## TEXT BLOCK
----
Tangent Line Formula for a Conic Section

The tangent line formula (or splitting rule) is a method in analytic geometry that allows us to determine the equation of the tangent line to a conic section in a Cartesian plane at the point \( P(x_0, y_0) \). The formula is: $$ a_{11}x_0 x + a_{22}y_0 y + a_{12}(x y_0 + x_0 y) + \\ + a_{01}(x + x_0) + a_{02}(y + y_0) + a_{00} = 0 $$ The coefficients are taken from the conic section's equation:
$ a_{11}x^2 + a_{22}y^2 + 2a_{12}xy + 2a_{01}x + 2a_{02}y + a_{00} = 0 $

In other words, the tangent line formula allows us to find the equation of the tangent line by appropriately transforming the terms of the original conic equation without using derivatives.

A conic section is described by the general equation:

$$ a_{11}x^2 + a_{22}y^2 + 2a_{12}xy + 2a_{01}x + 2a_{02}y + a_{00} = 0 $$

The splitting rule states that the tangent line equation at \( P(x_0, y_0) \) is obtained by making the following formal substitutions in the variables of the conic's equation:

Substitutions for the second-degree terms:

  • \( x^2 \rightarrow x_0 x \)
  • \( y^2 \rightarrow y_0 y \)
  • \( xy \rightarrow \frac{1}{2}(x y_0 + x_0 y) \)

Substitutions for the first-degree terms:

  • \( x \rightarrow \frac{1}{2}(x + x_0) \)
  • \( y \rightarrow \frac{1}{2}(y + y_0) \)

Applying these substitutions to the conic's equation gives the equation of the tangent line at the point \( P(x_0, y_0) \):

$$ a_{11}x_0 x + a_{22}y_0 y + a_{12}(x y_0 + x_0 y) + a_{01}(x + x_0) + a_{02}(y + y_0) + a_{00} = 0 $$

Note. Remembering the tangent line formula for a conic section can be quite difficult. One way to memorize it is to perform the formal substitutions directly on the conic's equation. Start from the conic's equation you already know and substitute the quadratic terms with $$ x^2 \rightarrow x_0 x $$ $$ y^2 \rightarrow y_0 y $$ Then substitute \( xy \) with their average $$ xy \rightarrow \frac{1}{2}(x y_0 + x_0 y) $$ Finally, replace the linear terms \( x \) and \( y \) with the following averages $$ x \rightarrow \frac{1}{2}(x + x_0) $$ $$ y \rightarrow \frac{1}{2}(y + y_0) $$ where \( x_0 \) and \( y_0 \) are the coordinates of the point of tangency. This mnemonic trick helps to remember the splitting formula more easily.
----
## INFORMATION GIVEN

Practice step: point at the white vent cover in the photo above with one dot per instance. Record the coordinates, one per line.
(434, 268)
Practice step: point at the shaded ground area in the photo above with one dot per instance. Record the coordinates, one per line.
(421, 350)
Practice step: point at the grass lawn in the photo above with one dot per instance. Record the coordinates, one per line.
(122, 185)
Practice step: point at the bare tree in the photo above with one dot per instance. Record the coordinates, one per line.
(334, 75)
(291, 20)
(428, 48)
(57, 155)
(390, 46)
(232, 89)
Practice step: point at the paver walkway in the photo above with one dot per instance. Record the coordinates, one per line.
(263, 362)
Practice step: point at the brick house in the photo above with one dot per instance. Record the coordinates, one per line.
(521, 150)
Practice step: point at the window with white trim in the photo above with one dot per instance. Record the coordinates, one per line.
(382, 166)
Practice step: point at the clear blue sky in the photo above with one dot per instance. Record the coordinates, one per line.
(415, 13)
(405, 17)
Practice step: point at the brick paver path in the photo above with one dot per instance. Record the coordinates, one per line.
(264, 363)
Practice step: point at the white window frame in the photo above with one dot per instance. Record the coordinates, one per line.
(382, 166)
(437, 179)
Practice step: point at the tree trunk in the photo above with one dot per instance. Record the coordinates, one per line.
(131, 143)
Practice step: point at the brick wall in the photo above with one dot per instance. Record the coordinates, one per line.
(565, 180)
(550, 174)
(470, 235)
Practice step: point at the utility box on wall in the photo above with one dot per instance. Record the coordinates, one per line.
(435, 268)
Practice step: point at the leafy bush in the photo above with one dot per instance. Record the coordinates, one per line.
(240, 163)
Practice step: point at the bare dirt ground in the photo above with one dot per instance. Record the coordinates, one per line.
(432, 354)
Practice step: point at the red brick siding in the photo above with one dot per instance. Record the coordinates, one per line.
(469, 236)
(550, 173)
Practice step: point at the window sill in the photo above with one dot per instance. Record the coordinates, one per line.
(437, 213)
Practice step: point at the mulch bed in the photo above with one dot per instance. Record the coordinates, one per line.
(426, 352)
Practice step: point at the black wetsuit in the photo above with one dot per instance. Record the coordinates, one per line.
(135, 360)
----
## PROBLEMS
#1 Quote the tangent line formula text word for word, starting at "A conic section is" and ending at "y_0 + x_0 y) \)".
#2 Write what comes next in the text on the tangent line formula for a conic section, picking up after its final sentence.

## RESPONSES IN ORDER
#1
A conic section is described by the general equation:

$$ a_{11}x^2 + a_{22}y^2 + 2a_{12}xy + 2a_{01}x + 2a_{02}y + a_{00} = 0 $$

The splitting rule states that the tangent line equation at \( P(x_0, y_0) \) is obtained by making the following formal substitutions in the variables of the conic's equation:

Substitutions for the second-degree terms:

  • \( x^2 \rightarrow x_0 x \)
  • \( y^2 \rightarrow y_0 y \)
  • \( xy \rightarrow \frac{1}{2}(x y_0 + x_0 y) \)

#2
    A Practical Example

    Here's a practical example using the splitting formula to find the equation of the tangent line to a conic section.

    Consider an ellipse given by the equation:

    $$ -2x^2 - 3y^2 + 2x = -12 $$

    Let's rewrite it in general form:

    $$ -2x^2 - 3y^2 + 2x + 12 = 0 $$

    We want to find the equation of the tangent line to this ellipse at the point \( P(1, 2) \).

    $$ -2x^2 - 3y^2 + 2x + 12 = 0 $$

    We apply the formal substitutions to the terms of the conic's equation.

    Substitutions for the second-degree terms:

    $$ x^2 \rightarrow x_0 x $$

    $$ y^2 \rightarrow y_0 y  $$

    Thus, the conic's equation becomes:

    $$ -2x_0 x - 3y_0 y + 2x + 12 = 0 $$

    Next, substitute the linear term \( x \rightarrow \frac{1}{2}(x + x_0) \)

    $$ -2x_0 x - 3y_0 y + 2 \cdot \frac{1}{2}(x + x_0) + 12 = 0 $$

    $$ -2x_0 x - 3y_0 y + (x + x_0) + 12 = 0 $$

    $$ -2x_0 x - 3y_0 y + x + x_0 + 12 = 0 $$

    The point of tangency we're looking for is at coordinates \( P(1, 2) \), which means \( x_0 = 1 \) and \( y_0 = 2 \).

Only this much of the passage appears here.